Out of more than 8,500 law enforcement officers who must meet the state's new policing standards by Friday, at least seven will not be approved for recertification by the new Peace Officer Standards and Training Commission and could be barred from the profession in Massachusetts.
Executive Director Enrique Zuniga said Thursday morning that the POST Commission has the necessary information to process recertification applications for 6,366 of the 8,567 officers whose certifications expire as of July 1, and another 2,181 officers are under an extension for their agencies. Zuniga said the commission estimates there are 20 officers up for recertification who work for agencies that have not properly applied for an extension.
Of the 6,366 officers whose recertification applications are ready to be processed, 5,606 or 88 percent will be recertified and 693 or about 11 percent are on track to be recertified with some minor conditions. The recertification applications of 60 officers will need further review, Zuniga said, and seven will not be recertified. Departments will be informed of the recertification status of their officers Friday.

- **Activity**
Rewrite the Massachusetts police recertification text from "Executive Director Enrique" up to and including "their officers Friday.", substituting "waiver" for every occurrence of "extension".

- **Dataset extract**
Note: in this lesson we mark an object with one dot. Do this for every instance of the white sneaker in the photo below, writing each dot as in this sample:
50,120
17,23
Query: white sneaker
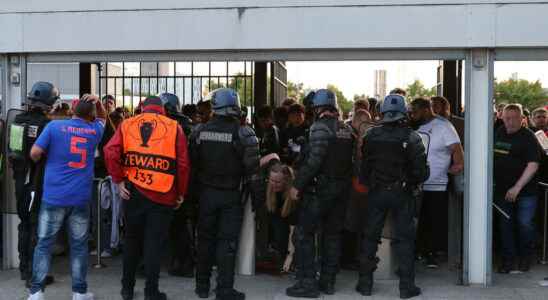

- **Answer for this exercise**
Executive Director Enrique Zuniga said Thursday morning that the POST Commission has the necessary information to process recertification applications for 6,366 of the 8,567 officers whose certifications expire as of July 1, and another 2,181 officers are under an waiver for their agencies. Zuniga said the commission estimates there are 20 officers up for recertification who work for agencies that have not properly applied for an waiver.
Of the 6,366 officers whose recertification applications are ready to be processed, 5,606 or 88 percent will be recertified and 693 or about 11 percent are on track to be recertified with some minor conditions. The recertification applications of 60 officers will need further review, Zuniga said, and seven will not be recertified. Departments will be informed of the recertification status of their officers Friday.